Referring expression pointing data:
******

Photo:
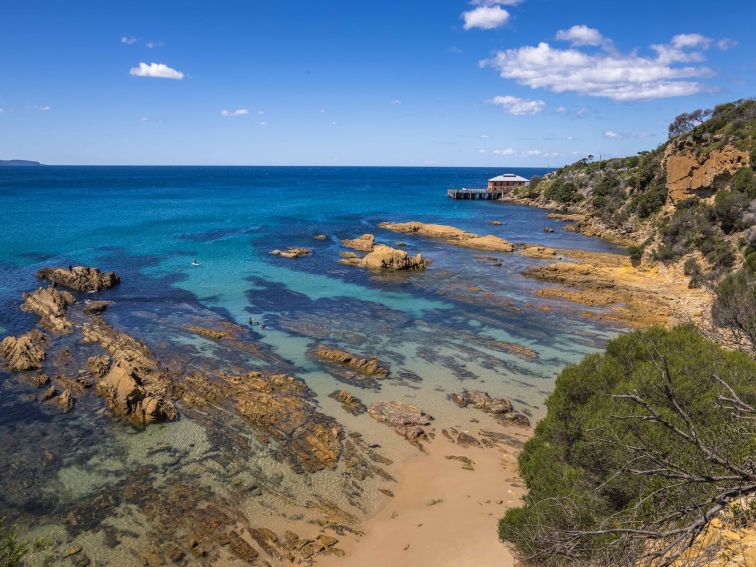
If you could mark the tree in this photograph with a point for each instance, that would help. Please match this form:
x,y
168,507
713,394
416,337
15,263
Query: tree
x,y
687,121
641,447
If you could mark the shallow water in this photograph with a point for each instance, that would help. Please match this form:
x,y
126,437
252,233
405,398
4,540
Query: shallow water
x,y
439,330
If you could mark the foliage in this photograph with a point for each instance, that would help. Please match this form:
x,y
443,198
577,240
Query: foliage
x,y
687,121
735,304
12,550
562,191
641,445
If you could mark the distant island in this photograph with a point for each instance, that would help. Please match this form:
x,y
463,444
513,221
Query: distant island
x,y
4,162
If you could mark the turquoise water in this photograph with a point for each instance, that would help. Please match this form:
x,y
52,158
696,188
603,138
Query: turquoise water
x,y
439,331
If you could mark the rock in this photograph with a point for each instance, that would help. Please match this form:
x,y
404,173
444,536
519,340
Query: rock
x,y
80,278
292,252
384,257
51,305
26,352
368,366
452,235
350,403
532,251
363,243
66,401
96,307
406,419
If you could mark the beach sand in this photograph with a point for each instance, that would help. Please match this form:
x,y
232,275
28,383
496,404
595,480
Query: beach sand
x,y
441,514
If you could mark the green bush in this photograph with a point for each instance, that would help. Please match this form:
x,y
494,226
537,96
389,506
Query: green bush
x,y
638,438
562,191
12,550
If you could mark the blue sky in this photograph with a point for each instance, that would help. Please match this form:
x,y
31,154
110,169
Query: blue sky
x,y
482,83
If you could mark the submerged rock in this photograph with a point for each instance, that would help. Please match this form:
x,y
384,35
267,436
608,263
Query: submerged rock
x,y
349,402
406,419
384,257
26,352
292,252
364,243
452,235
80,278
51,306
369,366
498,407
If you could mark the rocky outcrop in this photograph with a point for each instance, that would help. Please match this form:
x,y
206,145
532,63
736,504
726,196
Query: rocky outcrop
x,y
384,257
452,235
135,386
26,352
368,366
126,396
406,419
689,173
292,253
51,306
363,243
80,278
349,402
278,407
500,408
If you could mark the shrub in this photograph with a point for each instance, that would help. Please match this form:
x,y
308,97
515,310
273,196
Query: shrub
x,y
562,191
12,550
636,444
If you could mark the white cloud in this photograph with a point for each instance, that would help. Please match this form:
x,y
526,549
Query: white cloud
x,y
237,112
485,17
156,70
610,74
581,35
518,106
726,43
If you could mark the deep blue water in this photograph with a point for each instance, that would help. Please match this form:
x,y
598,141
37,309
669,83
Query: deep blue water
x,y
438,330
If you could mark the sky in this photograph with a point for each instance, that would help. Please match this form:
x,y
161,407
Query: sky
x,y
409,83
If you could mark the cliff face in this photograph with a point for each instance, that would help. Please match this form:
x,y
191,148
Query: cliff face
x,y
692,175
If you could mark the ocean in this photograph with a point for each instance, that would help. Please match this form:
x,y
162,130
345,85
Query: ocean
x,y
71,477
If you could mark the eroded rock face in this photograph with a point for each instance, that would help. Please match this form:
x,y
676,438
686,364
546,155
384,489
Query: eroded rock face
x,y
135,386
452,235
278,407
688,173
51,305
80,278
384,257
406,419
292,253
26,352
364,243
498,407
369,366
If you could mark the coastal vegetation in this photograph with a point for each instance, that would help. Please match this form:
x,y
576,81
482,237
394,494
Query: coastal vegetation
x,y
642,446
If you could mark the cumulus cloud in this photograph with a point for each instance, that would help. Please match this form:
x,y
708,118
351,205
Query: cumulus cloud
x,y
156,70
581,35
485,17
237,112
518,106
611,74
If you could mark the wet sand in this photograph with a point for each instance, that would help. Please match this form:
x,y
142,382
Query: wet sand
x,y
459,529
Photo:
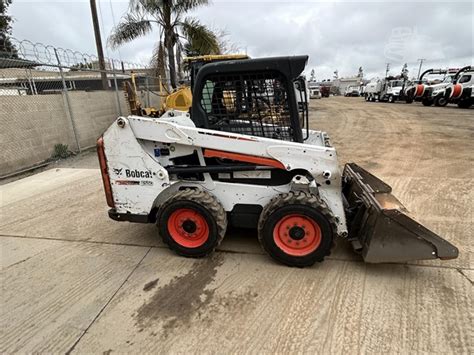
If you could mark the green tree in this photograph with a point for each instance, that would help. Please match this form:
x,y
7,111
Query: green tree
x,y
178,33
7,49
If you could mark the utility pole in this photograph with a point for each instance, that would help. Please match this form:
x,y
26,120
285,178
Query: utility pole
x,y
387,69
421,60
98,43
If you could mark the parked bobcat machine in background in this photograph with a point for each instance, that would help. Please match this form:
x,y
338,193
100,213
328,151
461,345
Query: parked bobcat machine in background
x,y
245,156
460,91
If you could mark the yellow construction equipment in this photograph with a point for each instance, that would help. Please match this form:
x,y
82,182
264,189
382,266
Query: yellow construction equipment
x,y
181,97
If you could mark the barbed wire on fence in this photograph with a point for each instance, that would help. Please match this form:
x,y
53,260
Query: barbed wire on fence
x,y
38,79
46,55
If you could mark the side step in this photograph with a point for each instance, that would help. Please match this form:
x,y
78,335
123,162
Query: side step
x,y
379,228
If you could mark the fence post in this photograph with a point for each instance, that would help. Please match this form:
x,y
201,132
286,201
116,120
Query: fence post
x,y
147,91
68,102
117,97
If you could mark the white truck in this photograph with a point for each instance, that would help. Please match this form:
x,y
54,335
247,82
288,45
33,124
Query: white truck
x,y
352,91
388,89
314,90
457,89
432,93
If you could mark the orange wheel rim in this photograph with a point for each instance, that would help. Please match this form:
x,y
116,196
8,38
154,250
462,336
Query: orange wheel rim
x,y
297,235
188,228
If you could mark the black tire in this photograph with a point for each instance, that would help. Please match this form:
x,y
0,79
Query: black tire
x,y
441,101
297,205
184,238
427,102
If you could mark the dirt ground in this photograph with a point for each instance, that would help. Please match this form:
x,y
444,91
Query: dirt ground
x,y
75,281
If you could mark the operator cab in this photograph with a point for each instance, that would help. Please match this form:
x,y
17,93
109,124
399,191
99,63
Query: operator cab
x,y
255,97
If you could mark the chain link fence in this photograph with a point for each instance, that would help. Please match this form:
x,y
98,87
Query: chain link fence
x,y
52,96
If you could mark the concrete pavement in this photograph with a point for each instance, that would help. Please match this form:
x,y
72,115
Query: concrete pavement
x,y
75,281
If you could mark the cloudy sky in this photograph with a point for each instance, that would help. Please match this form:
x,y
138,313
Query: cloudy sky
x,y
337,35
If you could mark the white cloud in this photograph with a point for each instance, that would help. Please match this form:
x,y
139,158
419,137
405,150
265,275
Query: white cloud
x,y
336,35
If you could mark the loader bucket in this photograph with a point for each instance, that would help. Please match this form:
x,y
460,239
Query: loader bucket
x,y
379,227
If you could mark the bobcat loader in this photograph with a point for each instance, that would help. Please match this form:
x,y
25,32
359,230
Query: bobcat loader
x,y
245,156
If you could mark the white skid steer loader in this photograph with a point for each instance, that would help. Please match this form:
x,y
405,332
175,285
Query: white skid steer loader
x,y
244,156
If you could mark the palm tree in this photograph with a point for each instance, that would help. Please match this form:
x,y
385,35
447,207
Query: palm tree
x,y
177,33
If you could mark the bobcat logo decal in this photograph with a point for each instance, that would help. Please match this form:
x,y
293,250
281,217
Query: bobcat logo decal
x,y
118,171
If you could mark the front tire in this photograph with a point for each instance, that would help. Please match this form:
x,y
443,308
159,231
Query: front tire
x,y
441,101
427,102
297,229
192,223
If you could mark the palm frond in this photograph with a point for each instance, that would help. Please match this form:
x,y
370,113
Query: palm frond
x,y
146,6
129,28
200,39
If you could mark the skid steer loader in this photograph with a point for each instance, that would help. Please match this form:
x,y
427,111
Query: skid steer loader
x,y
245,156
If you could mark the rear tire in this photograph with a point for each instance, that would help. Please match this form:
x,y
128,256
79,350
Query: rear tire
x,y
464,104
440,101
297,229
427,102
192,223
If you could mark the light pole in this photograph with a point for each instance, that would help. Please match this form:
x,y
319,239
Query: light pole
x,y
98,43
421,60
387,69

******

- What you need to do: Give back each of the records above word for word, apart from the pictures.

- Task output:
Photo:
If you could mark the tree in this photograph with a point for each instance, that would help. Please match this form:
x,y
168,507
713,394
416,337
15,263
Query: tree
x,y
687,121
641,447
If you could mark the shallow water in this photograph with a point for each instance, that would help. Please match this form:
x,y
126,437
252,233
405,398
4,540
Query: shallow water
x,y
439,330
If you could mark the foliage in this photograph with a point for each instance, that would help. Please match this form:
x,y
443,198
577,240
Query: foliage
x,y
687,121
735,304
12,550
562,191
641,445
If you could mark the distant island in this photograph with a point for each instance, that would help. Please match this form:
x,y
463,444
513,221
Query: distant island
x,y
4,162
If you could mark the turquoise water in this photograph with a point for each instance, that would help. Please match this form:
x,y
52,158
696,188
603,138
Query: turquoise water
x,y
439,331
If you could mark the rock in this photograph with a point for each instance, that would help. Please match this form:
x,y
404,173
444,536
519,340
Query: rock
x,y
80,278
292,252
384,257
51,305
26,352
368,366
452,235
350,403
532,251
363,243
66,401
96,307
406,419
If you could mark the beach sand in this photograph with a point for each instance, that would help. Please match this form:
x,y
232,275
28,383
496,404
595,480
Query: beach sand
x,y
441,514
If you could mark the green bush in this photograph with a point for each instance, that would help. Please match this form:
x,y
494,226
537,96
389,506
Query: green bush
x,y
638,438
562,191
12,550
If you could mark the blue sky in this photograph with a point for each instance, that would help. Please match this form:
x,y
31,154
110,169
Query: blue sky
x,y
482,83
If you could mark the submerged rock in this photograph with a point for each instance, that would help. Please match this form:
x,y
384,35
267,436
608,263
Query: submerged rock
x,y
349,402
406,419
384,257
26,352
292,252
364,243
452,235
80,278
51,306
369,366
498,407
If you could mark the rocky outcrop in this photograph with a point for each instance, that would help. Please match this form:
x,y
206,145
532,63
736,504
726,196
Query: rocky outcrop
x,y
384,257
452,235
135,386
26,352
368,366
126,396
406,419
689,173
292,253
51,306
363,243
80,278
349,402
278,407
500,408
If you could mark the shrub in this photograph with a point for each instance, that would help. Please match this form:
x,y
308,97
515,310
273,196
Query: shrub
x,y
562,191
12,550
636,444
If you could mark the white cloud in this photograph with a point for each instance, that would help. Please match this form:
x,y
526,549
Query: white cloud
x,y
237,112
485,17
156,70
610,74
581,35
518,106
726,43
If you could mark the deep blue water in this photograph with a point for each instance, that would help. Please match this form:
x,y
598,141
37,309
669,83
Query: deep blue water
x,y
438,330
If you could mark the sky in this photograph with a point for each instance, that would help. Please match this form:
x,y
161,407
Query: sky
x,y
409,83
If you could mark the cliff face in this photograph with a point for each instance, that would help. Please match this form:
x,y
191,148
Query: cliff face
x,y
692,175
If you could mark the ocean in this photograph with a point for each instance, that would help. Please match this form:
x,y
162,130
345,85
Query: ocean
x,y
71,477
If you could mark the eroded rock face in this photograph with a point for each instance, that would help. Please match this form:
x,y
676,438
686,364
546,155
384,489
Query: eroded rock face
x,y
135,386
452,235
278,407
688,173
51,305
80,278
384,257
406,419
292,253
26,352
364,243
498,407
369,366
If you could mark the coastal vegetation in this photograph with a point for each instance, that would help. Please match this form:
x,y
576,81
482,237
394,494
Query: coastal vegetation
x,y
642,446
If you could mark the cumulus cloud in this photograph with a point for each instance, that would help. Please match this form:
x,y
708,118
351,205
Query: cumulus cloud
x,y
156,70
581,35
485,17
237,112
518,106
611,74
If you could mark the wet sand in this photograph with a point for each instance, that would help. Please match this form:
x,y
142,382
Query: wet sand
x,y
459,529
Photo:
If you could mark the green tree in this photograph with a point for each instance, that would help. Please match this form:
x,y
7,111
Query: green tree
x,y
178,33
7,49
If you could mark the utility pole in this photograph with a point for each instance, that would help. Please match this form:
x,y
26,120
285,178
Query: utility pole
x,y
387,69
421,60
98,43
If you could mark the parked bobcat machine in background in this photograph with a point for each instance, that would help. Please match this form:
x,y
338,193
100,213
328,151
461,345
Query: parked bobcat machine in background
x,y
245,156
460,91
If you could mark the yellow construction equipment in this photograph with a point for each instance, that would help. Please match this form:
x,y
82,182
264,189
382,266
Query: yellow construction equipment
x,y
181,97
If you could mark the barbed wire on fence in this photograph with a point for each instance, that would help. Please match this form:
x,y
53,260
Query: barbed wire on fence
x,y
38,79
46,55
If you could mark the side step in this photograph with a point for each instance, that would help. Please match this form:
x,y
78,335
123,162
Query: side step
x,y
379,228
If you could mark the fence post in this photograph with a point for each instance, that would help. Please match this form:
x,y
201,132
286,201
116,120
Query: fence post
x,y
147,91
68,102
117,97
If you could mark the white truck in this photograph with a point for each instance, that would help. Please match this form:
x,y
54,335
247,82
288,45
33,124
Query: white truck
x,y
352,91
388,89
314,90
457,89
432,93
If you could mark the orange wheel rim in this photograph with a point for each instance, that would help. Please match this form:
x,y
116,196
8,38
154,250
462,336
Query: orange wheel rim
x,y
297,235
188,228
If you could mark the black tire in this photograph with a point for each instance, that would help. Please match this form:
x,y
0,79
Query: black tire
x,y
441,101
297,205
184,238
427,102
If you could mark the dirt ground in this photograph with a point for each instance, that would help. Please match this form:
x,y
444,91
Query: dirt ground
x,y
75,281
If you could mark the operator cab in this photograph with a point for each instance, that would help. Please match this form:
x,y
17,93
109,124
399,191
99,63
Query: operator cab
x,y
255,97
If you could mark the chain link fence in this photograph with a point for each instance, that would help. Please match this form:
x,y
98,87
Query: chain link fence
x,y
52,96
If you could mark the concrete pavement in this photograph with a point for each instance, that would help. Please match this form:
x,y
72,115
Query: concrete pavement
x,y
75,281
If you could mark the cloudy sky in this photograph with a point for each instance, that would help. Please match this form:
x,y
138,313
Query: cloudy sky
x,y
337,35
If you could mark the white cloud in this photograph with a point for each instance, that would help. Please match this form:
x,y
139,158
419,137
405,150
265,275
Query: white cloud
x,y
336,35
If you could mark the loader bucket in this photograph with a point for each instance, that would help. Please match this form:
x,y
460,239
Query: loader bucket
x,y
379,227
If you could mark the bobcat loader in this photograph with a point for each instance, that would help. Please match this form:
x,y
25,32
359,230
Query: bobcat loader
x,y
245,156
If you could mark the white skid steer loader in this photograph with a point for each instance, that would help. Please match this form:
x,y
405,332
175,285
Query: white skid steer loader
x,y
244,156
If you could mark the palm tree in this photograph with a point for each instance, that would help. Please match this form:
x,y
385,35
447,207
Query: palm tree
x,y
177,33
If you could mark the bobcat logo decal in this photograph with a point for each instance, that would help. Please match this form:
x,y
293,250
281,217
Query: bobcat logo decal
x,y
118,171
If you could mark the front tire in this photograph with a point for each instance, that would help. Please match this form:
x,y
443,308
159,231
Query: front tire
x,y
441,101
427,102
297,229
192,223
If you could mark the palm frond in this photograph with a point for each instance, that would help. Please match this form:
x,y
370,113
Query: palm frond
x,y
146,6
129,28
200,39
If you could mark the skid steer loader in this photograph with a point for each instance, that would help. Please match this form:
x,y
427,111
Query: skid steer loader
x,y
245,156
If you could mark the rear tire in this photograph with a point for each instance, that would help. Please match this form:
x,y
128,256
79,350
Query: rear tire
x,y
464,104
440,101
297,229
427,102
192,223
If you could mark the light pole in this photograph with a point for each instance, that would help. Please match this form:
x,y
319,239
Query: light pole
x,y
98,43
421,60
387,69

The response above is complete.